What the task asks → Lines from the beginning of the data below through the one containing "[locate] vinyl siding" are to be printed exactly as they appear.

Exercise inputs Start Marker

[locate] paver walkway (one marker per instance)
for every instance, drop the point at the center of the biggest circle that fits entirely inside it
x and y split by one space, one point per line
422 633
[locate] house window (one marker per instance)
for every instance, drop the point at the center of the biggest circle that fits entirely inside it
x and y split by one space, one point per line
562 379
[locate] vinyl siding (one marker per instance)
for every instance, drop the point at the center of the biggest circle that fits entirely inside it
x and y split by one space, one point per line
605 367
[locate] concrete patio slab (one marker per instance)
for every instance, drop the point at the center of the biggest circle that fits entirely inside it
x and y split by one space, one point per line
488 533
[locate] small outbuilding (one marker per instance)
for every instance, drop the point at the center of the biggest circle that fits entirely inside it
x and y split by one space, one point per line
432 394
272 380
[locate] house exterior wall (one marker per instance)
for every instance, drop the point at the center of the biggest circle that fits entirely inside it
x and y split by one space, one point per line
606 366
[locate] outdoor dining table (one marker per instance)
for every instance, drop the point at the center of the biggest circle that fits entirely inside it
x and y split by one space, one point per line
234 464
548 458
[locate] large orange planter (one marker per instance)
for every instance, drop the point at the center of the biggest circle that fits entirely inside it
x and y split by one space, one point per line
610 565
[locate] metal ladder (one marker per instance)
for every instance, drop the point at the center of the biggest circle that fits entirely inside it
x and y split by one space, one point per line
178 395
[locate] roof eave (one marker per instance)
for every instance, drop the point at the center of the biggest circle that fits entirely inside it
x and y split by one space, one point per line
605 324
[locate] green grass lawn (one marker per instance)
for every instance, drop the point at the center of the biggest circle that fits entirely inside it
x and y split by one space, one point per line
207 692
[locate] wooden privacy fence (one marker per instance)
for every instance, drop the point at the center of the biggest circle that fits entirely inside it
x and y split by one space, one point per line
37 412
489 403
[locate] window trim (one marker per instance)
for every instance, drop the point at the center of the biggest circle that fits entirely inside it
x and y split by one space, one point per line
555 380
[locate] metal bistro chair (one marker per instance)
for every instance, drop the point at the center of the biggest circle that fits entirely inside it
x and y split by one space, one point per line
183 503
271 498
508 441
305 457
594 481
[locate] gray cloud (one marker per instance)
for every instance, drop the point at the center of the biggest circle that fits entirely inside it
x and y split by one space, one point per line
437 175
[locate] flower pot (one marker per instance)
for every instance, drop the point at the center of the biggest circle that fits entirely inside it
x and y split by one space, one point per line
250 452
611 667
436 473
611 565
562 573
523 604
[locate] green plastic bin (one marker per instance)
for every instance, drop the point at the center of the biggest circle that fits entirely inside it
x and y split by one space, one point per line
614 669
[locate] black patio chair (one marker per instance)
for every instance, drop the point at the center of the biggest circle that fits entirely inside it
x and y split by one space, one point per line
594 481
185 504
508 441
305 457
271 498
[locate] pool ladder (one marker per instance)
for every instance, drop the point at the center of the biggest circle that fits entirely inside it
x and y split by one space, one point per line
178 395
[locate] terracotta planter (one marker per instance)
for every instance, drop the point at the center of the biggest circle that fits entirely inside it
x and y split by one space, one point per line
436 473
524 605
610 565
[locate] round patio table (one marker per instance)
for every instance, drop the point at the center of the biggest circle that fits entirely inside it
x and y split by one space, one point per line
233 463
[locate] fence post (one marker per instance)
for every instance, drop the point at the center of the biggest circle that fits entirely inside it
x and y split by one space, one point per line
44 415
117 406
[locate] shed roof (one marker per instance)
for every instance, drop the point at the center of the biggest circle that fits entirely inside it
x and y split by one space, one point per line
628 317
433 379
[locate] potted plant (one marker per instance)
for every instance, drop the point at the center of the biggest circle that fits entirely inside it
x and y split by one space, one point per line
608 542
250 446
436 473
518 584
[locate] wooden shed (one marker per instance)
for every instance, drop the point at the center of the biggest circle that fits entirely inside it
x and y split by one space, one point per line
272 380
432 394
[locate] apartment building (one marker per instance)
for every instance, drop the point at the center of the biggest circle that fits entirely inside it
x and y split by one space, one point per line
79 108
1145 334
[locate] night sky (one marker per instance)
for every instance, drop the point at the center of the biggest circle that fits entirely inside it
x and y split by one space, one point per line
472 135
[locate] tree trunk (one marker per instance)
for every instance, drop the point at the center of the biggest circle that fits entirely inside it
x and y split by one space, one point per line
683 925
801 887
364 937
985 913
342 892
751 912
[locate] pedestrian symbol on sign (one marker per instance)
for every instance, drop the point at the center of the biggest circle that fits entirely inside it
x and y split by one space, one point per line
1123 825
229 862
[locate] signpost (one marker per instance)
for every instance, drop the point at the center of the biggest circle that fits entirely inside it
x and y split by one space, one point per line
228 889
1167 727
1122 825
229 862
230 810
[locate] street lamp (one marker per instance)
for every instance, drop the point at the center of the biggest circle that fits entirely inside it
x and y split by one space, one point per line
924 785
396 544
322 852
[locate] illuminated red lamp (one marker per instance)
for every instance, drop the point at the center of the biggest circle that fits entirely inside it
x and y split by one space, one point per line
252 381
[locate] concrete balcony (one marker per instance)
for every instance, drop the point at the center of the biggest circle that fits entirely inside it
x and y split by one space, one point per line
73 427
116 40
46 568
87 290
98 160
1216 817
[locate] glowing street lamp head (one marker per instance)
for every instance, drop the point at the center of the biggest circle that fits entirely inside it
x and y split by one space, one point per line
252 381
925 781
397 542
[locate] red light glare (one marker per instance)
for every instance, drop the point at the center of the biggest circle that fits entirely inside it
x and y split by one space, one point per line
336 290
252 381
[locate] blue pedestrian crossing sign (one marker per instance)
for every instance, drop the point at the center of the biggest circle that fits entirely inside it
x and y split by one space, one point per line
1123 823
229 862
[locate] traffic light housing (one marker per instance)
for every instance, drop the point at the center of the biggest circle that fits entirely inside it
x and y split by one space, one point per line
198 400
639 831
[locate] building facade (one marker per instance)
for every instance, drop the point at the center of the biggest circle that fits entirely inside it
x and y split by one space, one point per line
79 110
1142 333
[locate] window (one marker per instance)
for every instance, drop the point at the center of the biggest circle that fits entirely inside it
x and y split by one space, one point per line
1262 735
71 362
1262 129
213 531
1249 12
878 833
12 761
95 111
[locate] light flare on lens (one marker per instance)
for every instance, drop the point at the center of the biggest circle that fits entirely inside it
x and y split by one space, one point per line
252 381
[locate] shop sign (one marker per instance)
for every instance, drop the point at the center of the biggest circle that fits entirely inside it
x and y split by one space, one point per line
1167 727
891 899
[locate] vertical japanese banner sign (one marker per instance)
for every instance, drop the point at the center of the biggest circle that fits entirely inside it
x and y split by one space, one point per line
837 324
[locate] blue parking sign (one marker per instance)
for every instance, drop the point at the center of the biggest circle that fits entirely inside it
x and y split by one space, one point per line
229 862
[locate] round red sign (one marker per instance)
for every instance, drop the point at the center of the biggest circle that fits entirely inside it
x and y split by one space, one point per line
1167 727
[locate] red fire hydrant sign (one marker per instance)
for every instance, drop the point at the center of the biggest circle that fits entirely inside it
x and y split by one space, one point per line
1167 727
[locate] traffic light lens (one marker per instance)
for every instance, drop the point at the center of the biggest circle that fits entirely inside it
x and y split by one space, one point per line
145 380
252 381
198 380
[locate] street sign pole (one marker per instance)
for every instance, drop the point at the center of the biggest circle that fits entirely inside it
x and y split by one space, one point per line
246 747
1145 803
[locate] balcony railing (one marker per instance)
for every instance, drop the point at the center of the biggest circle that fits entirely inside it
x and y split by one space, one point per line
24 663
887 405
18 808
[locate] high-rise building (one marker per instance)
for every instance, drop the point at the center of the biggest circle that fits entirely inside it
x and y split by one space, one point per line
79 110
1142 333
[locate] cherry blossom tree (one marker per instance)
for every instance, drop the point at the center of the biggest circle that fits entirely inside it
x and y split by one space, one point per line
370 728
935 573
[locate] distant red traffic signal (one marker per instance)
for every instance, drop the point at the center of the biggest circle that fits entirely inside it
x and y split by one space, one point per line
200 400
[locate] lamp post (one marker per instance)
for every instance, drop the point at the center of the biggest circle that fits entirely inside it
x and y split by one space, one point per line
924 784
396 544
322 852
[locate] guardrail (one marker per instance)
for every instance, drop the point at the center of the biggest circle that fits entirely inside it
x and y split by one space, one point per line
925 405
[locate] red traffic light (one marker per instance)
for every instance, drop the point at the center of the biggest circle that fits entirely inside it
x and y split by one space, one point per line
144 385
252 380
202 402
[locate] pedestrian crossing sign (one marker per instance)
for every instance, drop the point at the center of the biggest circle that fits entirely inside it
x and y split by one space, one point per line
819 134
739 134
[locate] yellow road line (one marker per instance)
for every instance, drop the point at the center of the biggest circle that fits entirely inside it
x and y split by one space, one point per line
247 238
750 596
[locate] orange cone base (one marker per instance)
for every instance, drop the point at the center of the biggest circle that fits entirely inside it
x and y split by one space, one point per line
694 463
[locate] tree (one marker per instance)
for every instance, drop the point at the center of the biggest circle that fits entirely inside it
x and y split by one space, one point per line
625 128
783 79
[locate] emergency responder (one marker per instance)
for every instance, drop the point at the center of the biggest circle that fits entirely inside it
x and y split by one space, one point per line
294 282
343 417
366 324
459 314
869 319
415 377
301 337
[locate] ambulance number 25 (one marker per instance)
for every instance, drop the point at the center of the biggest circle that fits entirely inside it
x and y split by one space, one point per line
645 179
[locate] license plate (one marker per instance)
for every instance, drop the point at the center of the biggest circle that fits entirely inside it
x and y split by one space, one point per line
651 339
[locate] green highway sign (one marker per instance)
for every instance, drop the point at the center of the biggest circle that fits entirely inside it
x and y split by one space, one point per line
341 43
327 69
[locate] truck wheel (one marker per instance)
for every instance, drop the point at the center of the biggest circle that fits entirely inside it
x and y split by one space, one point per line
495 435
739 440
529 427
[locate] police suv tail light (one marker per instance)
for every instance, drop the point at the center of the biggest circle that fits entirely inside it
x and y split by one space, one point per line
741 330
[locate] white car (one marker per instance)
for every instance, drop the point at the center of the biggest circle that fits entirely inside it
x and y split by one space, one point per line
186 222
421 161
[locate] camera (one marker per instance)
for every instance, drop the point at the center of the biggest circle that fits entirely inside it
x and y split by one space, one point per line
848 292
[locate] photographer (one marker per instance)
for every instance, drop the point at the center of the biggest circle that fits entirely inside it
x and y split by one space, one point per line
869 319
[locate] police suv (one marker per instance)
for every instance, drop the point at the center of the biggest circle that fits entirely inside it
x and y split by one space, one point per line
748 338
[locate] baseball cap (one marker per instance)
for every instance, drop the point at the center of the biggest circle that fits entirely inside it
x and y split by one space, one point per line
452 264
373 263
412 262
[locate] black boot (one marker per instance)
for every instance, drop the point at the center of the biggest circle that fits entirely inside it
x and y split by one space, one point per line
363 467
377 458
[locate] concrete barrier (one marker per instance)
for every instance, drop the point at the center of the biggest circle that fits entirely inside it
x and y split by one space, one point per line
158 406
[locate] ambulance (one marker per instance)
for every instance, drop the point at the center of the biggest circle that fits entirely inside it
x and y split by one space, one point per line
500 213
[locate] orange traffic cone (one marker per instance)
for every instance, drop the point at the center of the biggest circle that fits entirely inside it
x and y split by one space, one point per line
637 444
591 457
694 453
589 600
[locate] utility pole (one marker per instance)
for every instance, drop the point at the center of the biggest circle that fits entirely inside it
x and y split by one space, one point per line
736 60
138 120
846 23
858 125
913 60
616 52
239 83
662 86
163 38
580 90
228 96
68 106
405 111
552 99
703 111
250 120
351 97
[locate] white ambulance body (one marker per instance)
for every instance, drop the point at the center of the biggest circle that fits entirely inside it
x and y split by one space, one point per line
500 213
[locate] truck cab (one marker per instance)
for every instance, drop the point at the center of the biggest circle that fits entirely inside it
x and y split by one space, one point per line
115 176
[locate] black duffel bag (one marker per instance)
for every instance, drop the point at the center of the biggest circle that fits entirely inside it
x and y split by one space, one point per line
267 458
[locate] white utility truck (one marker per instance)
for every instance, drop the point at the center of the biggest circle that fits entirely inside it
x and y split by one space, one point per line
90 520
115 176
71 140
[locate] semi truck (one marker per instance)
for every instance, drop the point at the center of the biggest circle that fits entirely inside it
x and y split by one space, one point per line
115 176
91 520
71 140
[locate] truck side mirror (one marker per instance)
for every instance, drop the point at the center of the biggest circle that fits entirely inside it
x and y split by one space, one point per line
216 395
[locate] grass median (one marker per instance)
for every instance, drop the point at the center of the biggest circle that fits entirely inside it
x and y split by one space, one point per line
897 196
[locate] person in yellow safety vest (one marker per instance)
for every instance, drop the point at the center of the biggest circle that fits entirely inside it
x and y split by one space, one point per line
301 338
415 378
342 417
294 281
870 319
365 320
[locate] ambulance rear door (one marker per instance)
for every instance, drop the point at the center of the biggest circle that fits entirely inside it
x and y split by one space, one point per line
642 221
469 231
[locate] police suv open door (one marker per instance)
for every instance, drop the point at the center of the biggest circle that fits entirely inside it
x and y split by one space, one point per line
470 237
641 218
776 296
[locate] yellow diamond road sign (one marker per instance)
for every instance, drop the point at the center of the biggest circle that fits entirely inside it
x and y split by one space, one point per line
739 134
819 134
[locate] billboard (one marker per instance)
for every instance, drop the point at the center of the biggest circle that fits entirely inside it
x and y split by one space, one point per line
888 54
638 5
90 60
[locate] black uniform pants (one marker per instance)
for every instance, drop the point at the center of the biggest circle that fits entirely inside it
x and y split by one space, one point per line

Exercise inputs End Marker

Task result →
[locate] paver walkway (one marker per instance)
for every instance, drop the point at the center of the biggest circle that fits entirely inside it
x and y split by one space, one point per line
422 633
[locate] house window (one marker per instance)
for every instance, drop the point at the center of the biggest circle that fits entirely inside it
x and y split by one space, one point per line
562 379
[locate] vinyl siding (one marker per instance)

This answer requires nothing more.